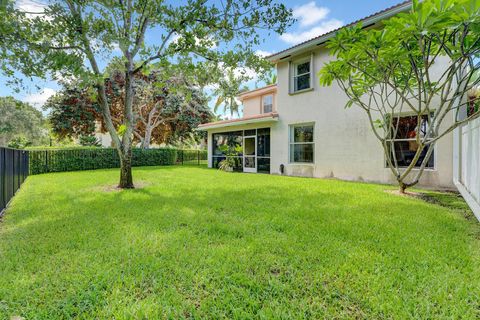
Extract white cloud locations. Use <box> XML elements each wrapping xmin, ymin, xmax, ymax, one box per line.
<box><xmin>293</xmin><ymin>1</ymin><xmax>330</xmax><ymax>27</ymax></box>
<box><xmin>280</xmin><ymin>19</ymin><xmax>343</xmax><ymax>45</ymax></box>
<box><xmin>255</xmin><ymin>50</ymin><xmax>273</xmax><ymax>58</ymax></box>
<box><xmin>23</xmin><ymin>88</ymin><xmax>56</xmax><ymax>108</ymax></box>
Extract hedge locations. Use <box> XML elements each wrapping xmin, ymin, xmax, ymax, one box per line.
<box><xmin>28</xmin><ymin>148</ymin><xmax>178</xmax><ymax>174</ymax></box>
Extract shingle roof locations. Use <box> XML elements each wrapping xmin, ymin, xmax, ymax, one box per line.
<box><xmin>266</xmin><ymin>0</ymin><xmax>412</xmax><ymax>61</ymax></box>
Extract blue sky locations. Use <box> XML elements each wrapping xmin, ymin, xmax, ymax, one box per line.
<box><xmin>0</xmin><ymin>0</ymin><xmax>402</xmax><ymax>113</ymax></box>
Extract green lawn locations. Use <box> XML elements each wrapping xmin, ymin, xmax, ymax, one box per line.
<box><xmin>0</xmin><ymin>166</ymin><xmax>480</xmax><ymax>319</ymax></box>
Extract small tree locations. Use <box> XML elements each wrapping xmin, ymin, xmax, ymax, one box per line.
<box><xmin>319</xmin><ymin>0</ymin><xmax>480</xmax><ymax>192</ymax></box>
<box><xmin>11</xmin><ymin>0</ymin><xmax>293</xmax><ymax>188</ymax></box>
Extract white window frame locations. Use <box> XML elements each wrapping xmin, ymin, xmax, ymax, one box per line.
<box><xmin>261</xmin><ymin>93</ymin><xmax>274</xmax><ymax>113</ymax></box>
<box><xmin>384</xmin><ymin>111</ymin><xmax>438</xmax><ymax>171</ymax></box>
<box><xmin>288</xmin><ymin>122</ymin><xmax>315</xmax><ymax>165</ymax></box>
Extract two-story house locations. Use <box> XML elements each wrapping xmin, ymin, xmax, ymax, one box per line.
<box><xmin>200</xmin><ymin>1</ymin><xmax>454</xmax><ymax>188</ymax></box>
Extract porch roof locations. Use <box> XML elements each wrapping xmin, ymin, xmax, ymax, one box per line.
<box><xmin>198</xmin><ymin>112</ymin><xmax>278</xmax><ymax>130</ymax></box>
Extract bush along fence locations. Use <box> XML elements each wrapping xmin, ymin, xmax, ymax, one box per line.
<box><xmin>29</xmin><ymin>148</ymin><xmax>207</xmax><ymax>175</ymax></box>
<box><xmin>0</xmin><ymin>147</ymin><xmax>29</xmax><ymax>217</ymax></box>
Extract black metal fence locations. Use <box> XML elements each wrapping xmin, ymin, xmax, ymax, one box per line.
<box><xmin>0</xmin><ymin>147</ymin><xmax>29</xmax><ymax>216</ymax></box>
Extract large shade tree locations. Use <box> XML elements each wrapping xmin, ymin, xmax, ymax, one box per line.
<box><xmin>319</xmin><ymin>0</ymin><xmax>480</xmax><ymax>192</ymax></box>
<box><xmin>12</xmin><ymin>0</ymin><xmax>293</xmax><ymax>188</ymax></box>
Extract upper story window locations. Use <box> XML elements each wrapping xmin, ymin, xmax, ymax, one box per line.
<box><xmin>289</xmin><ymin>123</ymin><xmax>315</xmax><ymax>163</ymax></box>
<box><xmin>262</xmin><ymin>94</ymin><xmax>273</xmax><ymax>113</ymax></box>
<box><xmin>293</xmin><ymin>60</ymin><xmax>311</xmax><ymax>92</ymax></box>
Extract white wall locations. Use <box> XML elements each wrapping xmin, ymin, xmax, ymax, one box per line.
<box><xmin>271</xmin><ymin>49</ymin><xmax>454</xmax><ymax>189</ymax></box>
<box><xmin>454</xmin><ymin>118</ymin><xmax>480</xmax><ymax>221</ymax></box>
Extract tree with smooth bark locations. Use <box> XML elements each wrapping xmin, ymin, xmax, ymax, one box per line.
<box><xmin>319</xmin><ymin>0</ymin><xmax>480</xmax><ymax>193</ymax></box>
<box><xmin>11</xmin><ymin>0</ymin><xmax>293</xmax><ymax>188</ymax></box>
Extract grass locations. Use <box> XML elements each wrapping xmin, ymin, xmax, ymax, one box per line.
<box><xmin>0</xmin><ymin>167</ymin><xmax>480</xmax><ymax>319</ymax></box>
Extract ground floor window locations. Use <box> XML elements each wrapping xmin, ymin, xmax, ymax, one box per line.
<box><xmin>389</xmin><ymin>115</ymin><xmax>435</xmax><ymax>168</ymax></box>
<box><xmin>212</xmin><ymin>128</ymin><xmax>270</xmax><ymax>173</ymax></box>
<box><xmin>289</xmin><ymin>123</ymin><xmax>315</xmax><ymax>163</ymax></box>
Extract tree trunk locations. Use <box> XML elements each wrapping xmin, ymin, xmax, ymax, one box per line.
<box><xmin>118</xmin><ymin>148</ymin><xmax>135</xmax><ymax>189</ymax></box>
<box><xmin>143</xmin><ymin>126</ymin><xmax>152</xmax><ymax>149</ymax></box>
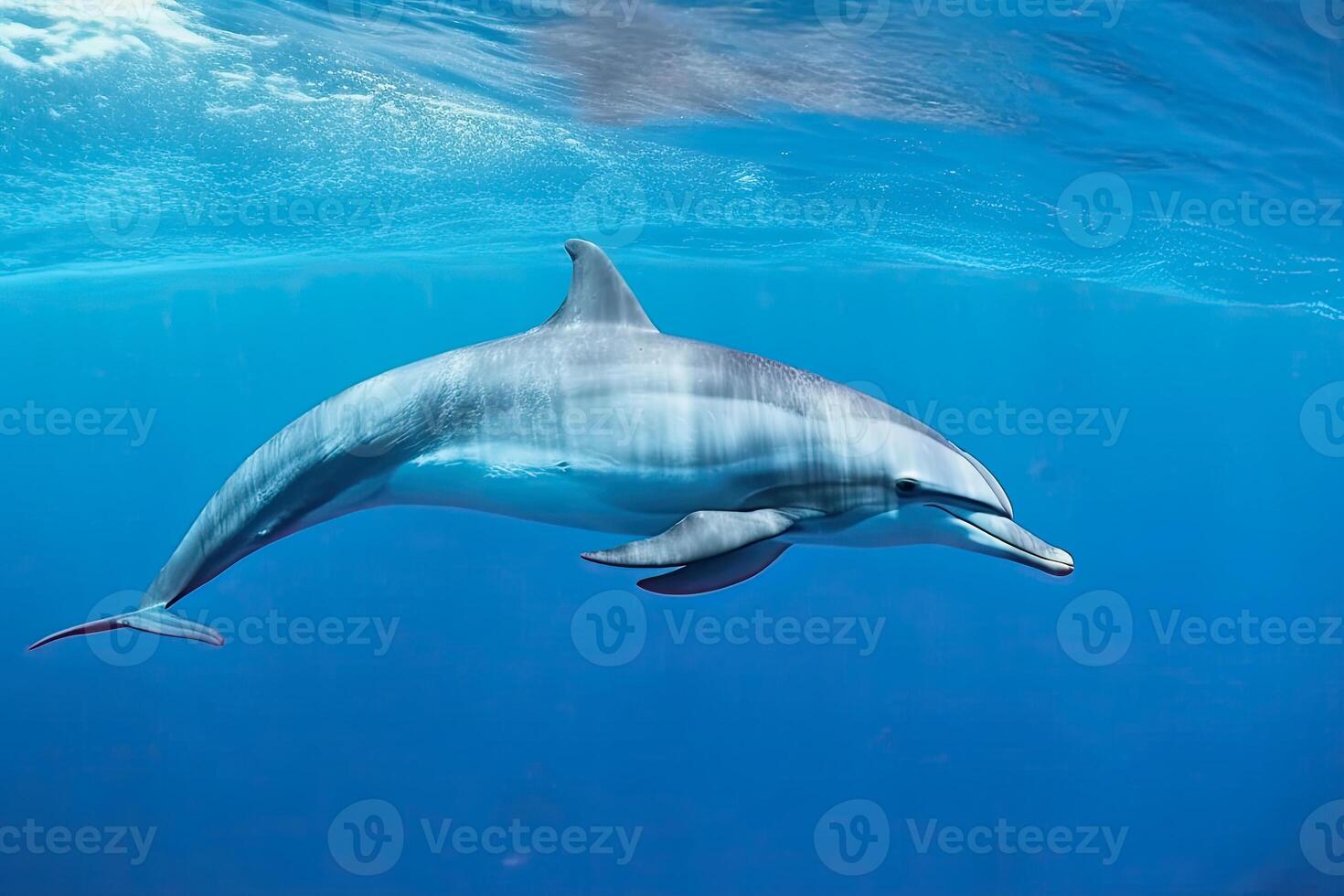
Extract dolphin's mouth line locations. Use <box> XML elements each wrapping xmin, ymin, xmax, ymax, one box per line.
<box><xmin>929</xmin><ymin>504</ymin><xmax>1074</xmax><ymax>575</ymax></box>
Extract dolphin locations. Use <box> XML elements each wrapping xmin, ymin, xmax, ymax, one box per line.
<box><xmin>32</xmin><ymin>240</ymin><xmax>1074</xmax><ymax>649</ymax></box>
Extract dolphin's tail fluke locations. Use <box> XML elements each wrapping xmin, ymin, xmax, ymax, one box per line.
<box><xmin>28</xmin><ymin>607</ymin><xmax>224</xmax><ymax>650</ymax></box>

+-------+

- Challenge:
Copy every row above verbatim, omitting the pictures.

- Answer to this task:
Extract white cloud locations. Use <box> XML elements each wrapping xmin, ymin, xmax, ymax, one box per line.
<box><xmin>293</xmin><ymin>1</ymin><xmax>330</xmax><ymax>27</ymax></box>
<box><xmin>280</xmin><ymin>19</ymin><xmax>343</xmax><ymax>45</ymax></box>
<box><xmin>255</xmin><ymin>50</ymin><xmax>273</xmax><ymax>58</ymax></box>
<box><xmin>23</xmin><ymin>88</ymin><xmax>56</xmax><ymax>108</ymax></box>
Extract hedge locations. Use <box> XML elements each wrapping xmin, ymin, xmax, ymax, one box per line.
<box><xmin>28</xmin><ymin>148</ymin><xmax>178</xmax><ymax>174</ymax></box>
Extract shingle roof locations. Use <box> XML elements each wrapping xmin, ymin, xmax, ymax, one box per line.
<box><xmin>266</xmin><ymin>0</ymin><xmax>412</xmax><ymax>61</ymax></box>
Extract blue sky locations. Use <box> XML elements each wrapping xmin, ymin, xmax, ymax, one box per line.
<box><xmin>0</xmin><ymin>0</ymin><xmax>402</xmax><ymax>113</ymax></box>
Extract green lawn locations. Use <box> XML elements each wrapping xmin, ymin, xmax, ymax, one box per line.
<box><xmin>0</xmin><ymin>166</ymin><xmax>480</xmax><ymax>319</ymax></box>
Extract small tree locations. Use <box> XML elements each wrapping xmin, ymin, xmax, ymax, one box per line.
<box><xmin>319</xmin><ymin>0</ymin><xmax>480</xmax><ymax>192</ymax></box>
<box><xmin>11</xmin><ymin>0</ymin><xmax>293</xmax><ymax>188</ymax></box>
Extract white window frame locations. Use <box> XML elements each wrapping xmin, ymin, xmax, ymax, one box per line.
<box><xmin>261</xmin><ymin>93</ymin><xmax>274</xmax><ymax>113</ymax></box>
<box><xmin>384</xmin><ymin>111</ymin><xmax>438</xmax><ymax>171</ymax></box>
<box><xmin>288</xmin><ymin>122</ymin><xmax>315</xmax><ymax>165</ymax></box>
Extract two-story house locations. Use <box> XML elements each wrapping xmin, ymin, xmax, ymax, one box per line.
<box><xmin>200</xmin><ymin>1</ymin><xmax>454</xmax><ymax>188</ymax></box>
Extract porch roof locations. Use <box> XML elements each wrapping xmin, ymin, xmax, ymax, one box per line.
<box><xmin>198</xmin><ymin>112</ymin><xmax>278</xmax><ymax>130</ymax></box>
Extract bush along fence locations. Use <box> XML elements each wrapping xmin, ymin, xmax, ymax, one box per line.
<box><xmin>29</xmin><ymin>148</ymin><xmax>207</xmax><ymax>175</ymax></box>
<box><xmin>0</xmin><ymin>147</ymin><xmax>29</xmax><ymax>217</ymax></box>
Extract black metal fence locations. Use <box> XML elements each wrapping xmin, ymin, xmax, ymax, one box per line.
<box><xmin>0</xmin><ymin>147</ymin><xmax>29</xmax><ymax>216</ymax></box>
Extract large shade tree locations. Use <box> XML elements each wrapping xmin, ymin, xmax, ymax, one box per line.
<box><xmin>319</xmin><ymin>0</ymin><xmax>480</xmax><ymax>192</ymax></box>
<box><xmin>12</xmin><ymin>0</ymin><xmax>293</xmax><ymax>188</ymax></box>
Extract upper story window locations. Use <box> XML elements each wrapping xmin, ymin, xmax, ymax, one box per line.
<box><xmin>289</xmin><ymin>123</ymin><xmax>315</xmax><ymax>163</ymax></box>
<box><xmin>262</xmin><ymin>94</ymin><xmax>273</xmax><ymax>113</ymax></box>
<box><xmin>293</xmin><ymin>60</ymin><xmax>311</xmax><ymax>92</ymax></box>
Extract white wall locations. Use <box> XML elements each wrapping xmin, ymin, xmax, ymax, one box per line.
<box><xmin>271</xmin><ymin>49</ymin><xmax>454</xmax><ymax>189</ymax></box>
<box><xmin>454</xmin><ymin>118</ymin><xmax>480</xmax><ymax>221</ymax></box>
Extract tree with smooth bark locations. Use <box> XML elements each wrapping xmin, ymin, xmax, ymax, one box per line.
<box><xmin>319</xmin><ymin>0</ymin><xmax>480</xmax><ymax>193</ymax></box>
<box><xmin>11</xmin><ymin>0</ymin><xmax>293</xmax><ymax>188</ymax></box>
Extract grass locations. Use <box> XML elements each wrapping xmin, ymin, xmax, ymax, one box per line.
<box><xmin>0</xmin><ymin>167</ymin><xmax>480</xmax><ymax>319</ymax></box>
Extract ground floor window locations. Use <box> XML elements each wrapping xmin, ymin, xmax, ymax, one box per line.
<box><xmin>389</xmin><ymin>115</ymin><xmax>435</xmax><ymax>168</ymax></box>
<box><xmin>212</xmin><ymin>128</ymin><xmax>270</xmax><ymax>173</ymax></box>
<box><xmin>289</xmin><ymin>123</ymin><xmax>315</xmax><ymax>163</ymax></box>
Extract tree trunk locations. Use <box> XML elements each wrapping xmin, ymin, xmax, ymax, one box per line.
<box><xmin>118</xmin><ymin>148</ymin><xmax>135</xmax><ymax>189</ymax></box>
<box><xmin>143</xmin><ymin>126</ymin><xmax>152</xmax><ymax>149</ymax></box>
Extract dolphin's mouth line locations. Use <box> XML elements each wrapping xmin, ymin, xmax, ymax, one box per line.
<box><xmin>929</xmin><ymin>504</ymin><xmax>1074</xmax><ymax>575</ymax></box>
Extract dolphin locations. Use <box> XML elements each wrapping xmin, ymin, xmax, ymax, one box per line.
<box><xmin>32</xmin><ymin>240</ymin><xmax>1074</xmax><ymax>649</ymax></box>
Extract dolphin's tail fluke locations. Use <box> XML elements each wrapping xmin, ymin, xmax, ymax, one box per line.
<box><xmin>28</xmin><ymin>607</ymin><xmax>224</xmax><ymax>650</ymax></box>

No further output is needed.